**Work to do:** Quote exactly, and only, the lines from the one with "In this picture, where can the mixed" through the end of the listing.

Records from a collection:
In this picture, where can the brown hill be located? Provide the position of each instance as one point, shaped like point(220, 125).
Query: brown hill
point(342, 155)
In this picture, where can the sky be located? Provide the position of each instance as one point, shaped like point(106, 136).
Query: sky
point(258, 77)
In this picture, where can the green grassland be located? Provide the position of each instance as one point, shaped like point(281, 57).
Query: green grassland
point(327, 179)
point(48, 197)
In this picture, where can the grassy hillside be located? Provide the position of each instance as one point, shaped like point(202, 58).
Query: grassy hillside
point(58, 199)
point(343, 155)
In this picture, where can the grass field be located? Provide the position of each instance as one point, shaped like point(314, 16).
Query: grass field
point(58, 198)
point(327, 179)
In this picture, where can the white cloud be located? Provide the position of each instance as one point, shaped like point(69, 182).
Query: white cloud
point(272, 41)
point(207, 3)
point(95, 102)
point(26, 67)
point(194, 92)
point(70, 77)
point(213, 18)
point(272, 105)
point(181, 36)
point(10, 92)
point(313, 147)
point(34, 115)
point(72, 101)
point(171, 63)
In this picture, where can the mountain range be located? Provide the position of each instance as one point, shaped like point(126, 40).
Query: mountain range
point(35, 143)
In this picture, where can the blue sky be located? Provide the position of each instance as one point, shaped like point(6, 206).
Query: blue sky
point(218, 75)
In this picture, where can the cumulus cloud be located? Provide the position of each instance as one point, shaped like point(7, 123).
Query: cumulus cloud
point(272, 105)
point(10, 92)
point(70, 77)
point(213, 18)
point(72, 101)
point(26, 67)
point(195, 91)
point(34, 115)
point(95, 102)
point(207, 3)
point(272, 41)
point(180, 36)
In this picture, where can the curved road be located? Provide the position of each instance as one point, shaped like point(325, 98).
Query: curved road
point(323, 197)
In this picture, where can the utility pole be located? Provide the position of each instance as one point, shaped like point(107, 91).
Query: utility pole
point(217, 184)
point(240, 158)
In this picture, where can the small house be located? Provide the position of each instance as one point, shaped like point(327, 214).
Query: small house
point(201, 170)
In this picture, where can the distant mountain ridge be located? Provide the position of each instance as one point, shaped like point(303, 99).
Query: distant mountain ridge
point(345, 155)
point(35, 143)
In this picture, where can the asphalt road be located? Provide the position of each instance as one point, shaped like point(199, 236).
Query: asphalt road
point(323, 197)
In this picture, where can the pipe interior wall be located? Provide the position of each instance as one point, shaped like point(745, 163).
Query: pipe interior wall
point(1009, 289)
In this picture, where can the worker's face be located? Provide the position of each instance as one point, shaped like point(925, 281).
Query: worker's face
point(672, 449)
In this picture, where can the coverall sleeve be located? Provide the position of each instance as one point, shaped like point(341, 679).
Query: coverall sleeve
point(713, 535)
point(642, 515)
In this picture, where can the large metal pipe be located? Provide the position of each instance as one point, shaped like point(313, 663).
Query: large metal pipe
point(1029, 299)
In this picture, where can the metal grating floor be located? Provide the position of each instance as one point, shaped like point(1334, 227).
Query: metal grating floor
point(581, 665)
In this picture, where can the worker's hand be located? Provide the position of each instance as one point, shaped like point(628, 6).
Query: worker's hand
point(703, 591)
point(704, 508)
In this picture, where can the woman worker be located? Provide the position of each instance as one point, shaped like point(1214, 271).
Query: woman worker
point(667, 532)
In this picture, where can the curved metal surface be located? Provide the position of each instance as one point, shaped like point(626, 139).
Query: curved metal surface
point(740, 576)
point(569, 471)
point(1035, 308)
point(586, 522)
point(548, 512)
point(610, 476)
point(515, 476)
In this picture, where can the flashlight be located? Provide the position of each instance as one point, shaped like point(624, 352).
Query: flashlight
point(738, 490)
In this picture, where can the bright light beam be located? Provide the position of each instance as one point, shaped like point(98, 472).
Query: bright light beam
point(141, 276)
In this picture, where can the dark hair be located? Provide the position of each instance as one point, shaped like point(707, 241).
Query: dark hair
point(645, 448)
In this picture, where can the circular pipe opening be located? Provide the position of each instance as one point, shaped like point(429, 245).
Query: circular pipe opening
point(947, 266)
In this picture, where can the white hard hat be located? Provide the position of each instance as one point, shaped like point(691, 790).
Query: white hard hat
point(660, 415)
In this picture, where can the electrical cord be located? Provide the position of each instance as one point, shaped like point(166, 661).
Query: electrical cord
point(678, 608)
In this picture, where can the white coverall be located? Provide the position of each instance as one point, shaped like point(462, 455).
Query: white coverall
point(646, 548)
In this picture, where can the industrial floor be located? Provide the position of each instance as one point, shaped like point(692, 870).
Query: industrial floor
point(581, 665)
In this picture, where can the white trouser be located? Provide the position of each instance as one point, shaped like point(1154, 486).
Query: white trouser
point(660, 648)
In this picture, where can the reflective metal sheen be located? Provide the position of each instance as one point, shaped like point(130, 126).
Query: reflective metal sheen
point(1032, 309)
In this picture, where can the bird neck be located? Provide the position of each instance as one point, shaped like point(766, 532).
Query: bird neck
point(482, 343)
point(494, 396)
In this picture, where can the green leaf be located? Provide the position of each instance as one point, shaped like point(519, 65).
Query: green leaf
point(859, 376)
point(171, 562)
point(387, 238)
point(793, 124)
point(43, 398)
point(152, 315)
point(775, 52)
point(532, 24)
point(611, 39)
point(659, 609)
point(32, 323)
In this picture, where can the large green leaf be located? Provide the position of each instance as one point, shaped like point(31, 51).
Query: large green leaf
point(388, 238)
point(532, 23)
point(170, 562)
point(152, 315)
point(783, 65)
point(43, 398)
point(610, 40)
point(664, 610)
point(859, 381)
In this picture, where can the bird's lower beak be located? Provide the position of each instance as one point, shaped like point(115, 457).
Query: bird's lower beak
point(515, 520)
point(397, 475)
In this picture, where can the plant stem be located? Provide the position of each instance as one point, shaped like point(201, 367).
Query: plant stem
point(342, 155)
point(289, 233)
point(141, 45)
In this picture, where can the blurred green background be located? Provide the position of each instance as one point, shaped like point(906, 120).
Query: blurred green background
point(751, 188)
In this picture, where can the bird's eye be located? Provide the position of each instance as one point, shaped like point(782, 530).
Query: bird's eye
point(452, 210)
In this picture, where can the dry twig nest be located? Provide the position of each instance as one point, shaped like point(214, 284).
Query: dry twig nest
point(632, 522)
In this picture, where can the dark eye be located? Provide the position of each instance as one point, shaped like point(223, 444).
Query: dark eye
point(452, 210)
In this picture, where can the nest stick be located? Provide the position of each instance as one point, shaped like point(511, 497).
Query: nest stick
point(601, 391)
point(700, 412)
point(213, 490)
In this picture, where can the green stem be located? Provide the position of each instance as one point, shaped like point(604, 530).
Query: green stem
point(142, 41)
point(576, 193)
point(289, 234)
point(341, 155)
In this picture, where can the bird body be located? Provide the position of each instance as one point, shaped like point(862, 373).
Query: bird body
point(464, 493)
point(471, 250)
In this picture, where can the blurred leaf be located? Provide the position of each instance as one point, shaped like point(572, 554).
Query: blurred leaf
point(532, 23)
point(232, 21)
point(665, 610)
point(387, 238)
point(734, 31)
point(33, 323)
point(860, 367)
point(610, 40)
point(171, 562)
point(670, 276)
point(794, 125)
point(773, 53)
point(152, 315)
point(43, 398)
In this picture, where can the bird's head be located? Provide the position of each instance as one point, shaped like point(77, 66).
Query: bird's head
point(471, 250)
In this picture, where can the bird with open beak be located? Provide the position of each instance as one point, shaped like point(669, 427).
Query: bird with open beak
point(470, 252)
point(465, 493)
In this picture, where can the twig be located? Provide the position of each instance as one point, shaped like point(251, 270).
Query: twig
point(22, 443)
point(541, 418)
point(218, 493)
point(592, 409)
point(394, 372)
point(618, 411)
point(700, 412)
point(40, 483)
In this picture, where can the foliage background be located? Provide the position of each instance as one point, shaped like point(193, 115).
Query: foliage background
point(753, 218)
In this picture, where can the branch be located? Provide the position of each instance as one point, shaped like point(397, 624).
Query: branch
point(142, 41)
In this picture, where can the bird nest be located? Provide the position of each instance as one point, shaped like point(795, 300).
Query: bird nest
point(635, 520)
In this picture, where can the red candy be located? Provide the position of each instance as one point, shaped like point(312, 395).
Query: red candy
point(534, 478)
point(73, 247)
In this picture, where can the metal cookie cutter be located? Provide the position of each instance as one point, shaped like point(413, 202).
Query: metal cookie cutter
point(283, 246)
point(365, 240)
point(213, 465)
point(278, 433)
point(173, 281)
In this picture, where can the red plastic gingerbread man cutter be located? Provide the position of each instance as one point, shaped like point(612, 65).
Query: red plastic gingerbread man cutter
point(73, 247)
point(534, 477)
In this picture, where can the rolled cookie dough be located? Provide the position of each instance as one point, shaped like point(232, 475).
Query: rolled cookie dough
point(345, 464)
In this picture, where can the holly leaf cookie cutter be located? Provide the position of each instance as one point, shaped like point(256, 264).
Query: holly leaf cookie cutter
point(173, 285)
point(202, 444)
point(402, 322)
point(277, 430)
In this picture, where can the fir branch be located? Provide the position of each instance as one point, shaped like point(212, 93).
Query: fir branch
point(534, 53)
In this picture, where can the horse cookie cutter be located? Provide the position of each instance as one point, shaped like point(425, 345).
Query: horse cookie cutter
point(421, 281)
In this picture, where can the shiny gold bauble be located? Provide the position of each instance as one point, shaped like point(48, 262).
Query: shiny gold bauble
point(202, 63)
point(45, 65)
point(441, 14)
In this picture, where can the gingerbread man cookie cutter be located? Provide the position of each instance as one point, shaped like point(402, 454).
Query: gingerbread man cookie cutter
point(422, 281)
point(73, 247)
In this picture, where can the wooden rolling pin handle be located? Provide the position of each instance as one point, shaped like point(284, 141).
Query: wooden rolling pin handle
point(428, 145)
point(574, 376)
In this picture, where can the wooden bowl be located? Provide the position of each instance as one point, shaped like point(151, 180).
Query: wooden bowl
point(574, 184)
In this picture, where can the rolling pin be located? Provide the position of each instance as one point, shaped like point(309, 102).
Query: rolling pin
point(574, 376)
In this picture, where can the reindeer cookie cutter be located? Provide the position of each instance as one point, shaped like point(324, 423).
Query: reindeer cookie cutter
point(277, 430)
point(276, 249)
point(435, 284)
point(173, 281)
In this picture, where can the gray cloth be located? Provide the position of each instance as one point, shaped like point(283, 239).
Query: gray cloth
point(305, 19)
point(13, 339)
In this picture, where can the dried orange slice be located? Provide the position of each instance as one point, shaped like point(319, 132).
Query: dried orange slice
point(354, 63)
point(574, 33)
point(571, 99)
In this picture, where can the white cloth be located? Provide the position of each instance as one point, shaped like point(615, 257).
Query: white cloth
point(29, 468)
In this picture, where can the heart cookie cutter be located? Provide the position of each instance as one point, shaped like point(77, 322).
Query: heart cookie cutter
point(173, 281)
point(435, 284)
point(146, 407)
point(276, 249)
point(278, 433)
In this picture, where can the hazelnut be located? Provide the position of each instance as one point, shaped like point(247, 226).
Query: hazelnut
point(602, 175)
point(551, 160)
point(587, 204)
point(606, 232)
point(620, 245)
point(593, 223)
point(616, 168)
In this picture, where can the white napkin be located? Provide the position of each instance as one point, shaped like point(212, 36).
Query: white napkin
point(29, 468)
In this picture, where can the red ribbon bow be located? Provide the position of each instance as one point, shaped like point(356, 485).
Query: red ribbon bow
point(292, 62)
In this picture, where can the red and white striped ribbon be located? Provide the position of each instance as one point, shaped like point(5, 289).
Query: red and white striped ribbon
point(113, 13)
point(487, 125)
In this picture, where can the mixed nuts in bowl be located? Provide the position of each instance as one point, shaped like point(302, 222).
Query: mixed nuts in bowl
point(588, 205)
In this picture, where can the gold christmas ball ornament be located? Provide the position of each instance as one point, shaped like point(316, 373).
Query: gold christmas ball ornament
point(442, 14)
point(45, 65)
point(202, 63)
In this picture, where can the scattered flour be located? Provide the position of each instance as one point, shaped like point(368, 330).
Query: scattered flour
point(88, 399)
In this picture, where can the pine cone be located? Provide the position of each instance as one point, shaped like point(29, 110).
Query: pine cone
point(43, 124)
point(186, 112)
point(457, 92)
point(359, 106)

**Result for this exercise:**
In this picture, where can the mixed nuts in bowl be located? Provide the position of each instance as one point, shaped like point(302, 222).
Query: mixed nuts in bowl
point(588, 205)
In this picture, where can the gold christmas ball ornament be located? Provide the position of each instance as one point, shaped like point(316, 373).
Query: gold christmas ball ornament
point(442, 14)
point(45, 65)
point(202, 63)
In this picture, where can the scattered flour be located? Provide the position of each instance as one point, shaped like point(368, 330).
Query: scattered flour
point(88, 399)
In this picture, where can the pine cone be located? Provide the position of each instance as one point, shaped like point(29, 110).
Query: pine cone
point(43, 124)
point(186, 112)
point(457, 92)
point(359, 106)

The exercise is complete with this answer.